Set exercise>
Write out every line of the material again, from the line containing "of the irish" through the end of the material, and increase each coordinate in the answers by 54.

Dataset rows:

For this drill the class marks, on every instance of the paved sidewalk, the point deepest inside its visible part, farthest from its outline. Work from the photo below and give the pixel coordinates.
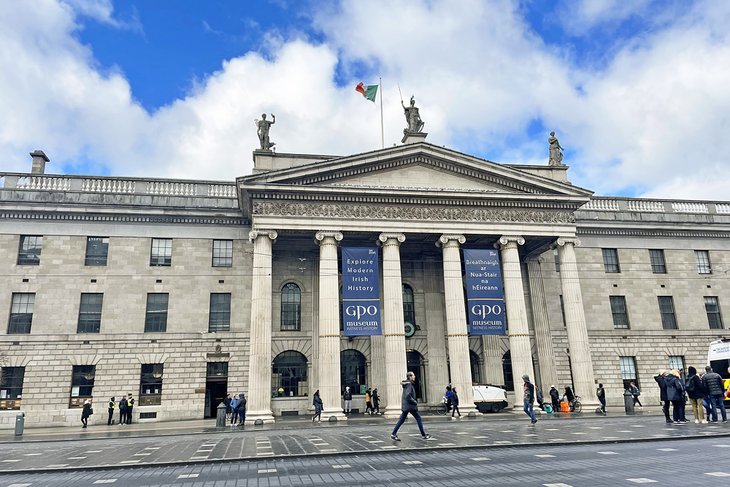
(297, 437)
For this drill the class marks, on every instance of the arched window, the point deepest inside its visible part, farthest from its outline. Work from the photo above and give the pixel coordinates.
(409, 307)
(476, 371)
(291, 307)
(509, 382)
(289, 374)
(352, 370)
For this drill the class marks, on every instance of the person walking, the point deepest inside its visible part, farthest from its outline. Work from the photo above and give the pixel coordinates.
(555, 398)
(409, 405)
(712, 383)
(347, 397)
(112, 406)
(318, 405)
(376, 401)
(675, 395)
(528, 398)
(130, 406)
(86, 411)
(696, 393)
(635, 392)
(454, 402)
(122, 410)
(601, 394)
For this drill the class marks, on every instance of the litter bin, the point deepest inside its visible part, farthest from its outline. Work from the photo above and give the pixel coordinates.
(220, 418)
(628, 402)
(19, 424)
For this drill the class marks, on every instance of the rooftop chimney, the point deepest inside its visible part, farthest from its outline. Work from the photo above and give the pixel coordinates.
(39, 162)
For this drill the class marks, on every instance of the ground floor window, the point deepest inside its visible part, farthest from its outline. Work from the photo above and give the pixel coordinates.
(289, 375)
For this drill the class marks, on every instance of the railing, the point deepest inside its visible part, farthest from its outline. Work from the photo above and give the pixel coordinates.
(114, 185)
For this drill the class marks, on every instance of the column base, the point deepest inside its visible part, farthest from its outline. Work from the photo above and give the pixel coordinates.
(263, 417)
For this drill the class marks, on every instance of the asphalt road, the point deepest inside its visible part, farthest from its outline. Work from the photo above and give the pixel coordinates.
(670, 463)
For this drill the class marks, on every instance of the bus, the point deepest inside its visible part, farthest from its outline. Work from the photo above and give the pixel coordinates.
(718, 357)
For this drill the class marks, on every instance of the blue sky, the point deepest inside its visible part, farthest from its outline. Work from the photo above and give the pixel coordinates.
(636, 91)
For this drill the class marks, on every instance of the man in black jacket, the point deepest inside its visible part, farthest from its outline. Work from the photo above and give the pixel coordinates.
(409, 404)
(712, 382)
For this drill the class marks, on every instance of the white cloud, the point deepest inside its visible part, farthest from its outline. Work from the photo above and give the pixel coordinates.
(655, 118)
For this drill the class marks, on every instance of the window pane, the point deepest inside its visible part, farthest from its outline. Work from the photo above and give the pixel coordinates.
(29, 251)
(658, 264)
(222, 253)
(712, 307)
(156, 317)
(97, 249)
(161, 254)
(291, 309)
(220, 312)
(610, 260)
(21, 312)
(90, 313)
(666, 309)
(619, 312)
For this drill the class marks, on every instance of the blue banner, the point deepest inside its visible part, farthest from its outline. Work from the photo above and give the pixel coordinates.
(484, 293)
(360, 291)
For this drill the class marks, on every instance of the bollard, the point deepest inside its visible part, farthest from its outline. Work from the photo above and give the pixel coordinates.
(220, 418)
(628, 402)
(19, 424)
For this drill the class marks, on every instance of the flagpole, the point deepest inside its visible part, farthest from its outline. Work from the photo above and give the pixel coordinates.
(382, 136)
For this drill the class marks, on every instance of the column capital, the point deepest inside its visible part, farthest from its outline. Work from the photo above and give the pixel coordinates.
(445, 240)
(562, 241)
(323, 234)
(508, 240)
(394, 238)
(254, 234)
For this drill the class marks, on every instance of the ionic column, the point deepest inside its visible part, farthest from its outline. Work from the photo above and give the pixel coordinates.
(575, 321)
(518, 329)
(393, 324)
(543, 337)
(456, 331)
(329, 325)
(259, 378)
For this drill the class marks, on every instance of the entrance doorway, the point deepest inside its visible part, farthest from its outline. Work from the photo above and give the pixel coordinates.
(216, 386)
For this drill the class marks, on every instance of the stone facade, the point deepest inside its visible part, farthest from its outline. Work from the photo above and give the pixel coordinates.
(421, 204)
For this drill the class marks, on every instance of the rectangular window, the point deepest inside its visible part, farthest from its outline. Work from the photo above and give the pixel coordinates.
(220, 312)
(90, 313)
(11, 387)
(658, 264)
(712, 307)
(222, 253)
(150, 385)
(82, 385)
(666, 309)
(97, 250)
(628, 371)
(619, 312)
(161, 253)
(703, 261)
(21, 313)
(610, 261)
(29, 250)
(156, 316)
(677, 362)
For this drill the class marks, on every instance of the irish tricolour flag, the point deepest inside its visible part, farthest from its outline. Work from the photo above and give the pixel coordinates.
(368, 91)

Task output>
For this drill the class marks, on every instance of the irish tricolour flag, the point deepest inside its visible part, farthest from its outline. Work from the photo above and give the pixel coordinates.
(422, 145)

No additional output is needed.